> [Problem statement]:
Starting with the first line of the data that follows, transcribe every line verbatim until the line containing "Target: metal baking sheet" has been transcribed.

──────── Material shown

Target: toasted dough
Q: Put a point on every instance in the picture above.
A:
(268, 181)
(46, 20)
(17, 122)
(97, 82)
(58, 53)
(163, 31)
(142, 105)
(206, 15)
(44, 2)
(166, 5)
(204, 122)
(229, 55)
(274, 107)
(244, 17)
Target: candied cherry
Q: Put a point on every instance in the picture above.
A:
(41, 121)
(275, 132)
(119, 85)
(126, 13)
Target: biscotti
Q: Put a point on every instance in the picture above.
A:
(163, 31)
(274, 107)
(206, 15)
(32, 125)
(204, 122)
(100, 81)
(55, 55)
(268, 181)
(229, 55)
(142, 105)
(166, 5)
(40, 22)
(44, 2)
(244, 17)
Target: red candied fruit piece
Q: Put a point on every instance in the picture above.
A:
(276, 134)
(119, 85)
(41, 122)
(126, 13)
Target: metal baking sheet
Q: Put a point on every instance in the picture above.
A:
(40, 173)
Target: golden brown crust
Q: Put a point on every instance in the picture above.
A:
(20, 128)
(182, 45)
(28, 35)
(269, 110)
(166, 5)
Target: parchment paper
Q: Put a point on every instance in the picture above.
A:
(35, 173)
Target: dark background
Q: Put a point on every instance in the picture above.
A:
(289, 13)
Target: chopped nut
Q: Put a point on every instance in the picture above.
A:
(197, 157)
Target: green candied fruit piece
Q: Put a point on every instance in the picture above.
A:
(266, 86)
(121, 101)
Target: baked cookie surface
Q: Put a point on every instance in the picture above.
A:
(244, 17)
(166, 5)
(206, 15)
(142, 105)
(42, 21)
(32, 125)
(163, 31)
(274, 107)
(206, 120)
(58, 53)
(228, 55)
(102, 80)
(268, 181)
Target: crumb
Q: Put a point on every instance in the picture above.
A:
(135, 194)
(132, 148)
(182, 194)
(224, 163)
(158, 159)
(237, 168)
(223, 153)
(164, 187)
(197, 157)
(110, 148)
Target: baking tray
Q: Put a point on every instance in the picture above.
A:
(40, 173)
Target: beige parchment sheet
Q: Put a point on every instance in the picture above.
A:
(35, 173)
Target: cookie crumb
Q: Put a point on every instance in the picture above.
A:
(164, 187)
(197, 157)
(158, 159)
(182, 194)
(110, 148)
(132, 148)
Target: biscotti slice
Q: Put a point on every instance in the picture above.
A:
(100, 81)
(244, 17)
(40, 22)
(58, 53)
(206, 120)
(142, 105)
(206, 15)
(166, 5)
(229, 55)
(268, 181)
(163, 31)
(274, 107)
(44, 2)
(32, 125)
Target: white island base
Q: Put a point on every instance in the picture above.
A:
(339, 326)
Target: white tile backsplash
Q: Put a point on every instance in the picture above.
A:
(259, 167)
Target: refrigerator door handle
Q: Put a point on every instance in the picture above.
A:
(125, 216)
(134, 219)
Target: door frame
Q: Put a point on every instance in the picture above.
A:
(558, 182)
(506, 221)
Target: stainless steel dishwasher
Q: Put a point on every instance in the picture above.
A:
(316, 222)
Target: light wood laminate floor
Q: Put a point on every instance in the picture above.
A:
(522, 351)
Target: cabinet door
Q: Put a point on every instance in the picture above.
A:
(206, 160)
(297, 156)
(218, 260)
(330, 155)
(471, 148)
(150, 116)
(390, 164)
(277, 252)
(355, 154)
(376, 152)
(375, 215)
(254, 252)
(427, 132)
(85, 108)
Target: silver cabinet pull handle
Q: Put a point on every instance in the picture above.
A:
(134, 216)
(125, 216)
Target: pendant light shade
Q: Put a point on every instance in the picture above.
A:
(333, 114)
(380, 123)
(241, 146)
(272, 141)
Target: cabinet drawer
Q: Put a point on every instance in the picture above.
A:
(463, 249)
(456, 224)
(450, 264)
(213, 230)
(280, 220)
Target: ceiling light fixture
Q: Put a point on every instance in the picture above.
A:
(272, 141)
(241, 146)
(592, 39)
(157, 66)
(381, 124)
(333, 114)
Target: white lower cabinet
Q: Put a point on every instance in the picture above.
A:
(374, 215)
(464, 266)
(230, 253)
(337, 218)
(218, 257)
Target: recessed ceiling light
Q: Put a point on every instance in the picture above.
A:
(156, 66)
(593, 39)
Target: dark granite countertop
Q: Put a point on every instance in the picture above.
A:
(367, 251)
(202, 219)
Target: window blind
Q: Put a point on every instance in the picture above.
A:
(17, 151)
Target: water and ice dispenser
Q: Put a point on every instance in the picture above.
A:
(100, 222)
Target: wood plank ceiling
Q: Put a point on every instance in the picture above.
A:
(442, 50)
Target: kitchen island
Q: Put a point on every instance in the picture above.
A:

────────────────

> [Response to the task]:
Target: toasted dough
Q: Put a point on every instance in the picture above.
A:
(268, 181)
(46, 20)
(17, 122)
(97, 82)
(58, 53)
(163, 31)
(142, 105)
(206, 15)
(44, 2)
(166, 5)
(204, 122)
(229, 55)
(274, 107)
(244, 17)
Target: candied cherry
Q: Put a point on every instance in the picture above.
A:
(41, 121)
(275, 132)
(119, 85)
(126, 13)
Target: biscotti
Q: Put a point on every instance in the picture above.
A:
(163, 31)
(274, 107)
(206, 15)
(32, 125)
(204, 122)
(100, 81)
(55, 55)
(268, 181)
(229, 55)
(142, 105)
(166, 5)
(40, 22)
(44, 2)
(244, 17)
Target: red candied fruit piece
Q: Put a point on every instance in the picture above.
A:
(276, 134)
(119, 85)
(41, 122)
(126, 13)
Target: metal baking sheet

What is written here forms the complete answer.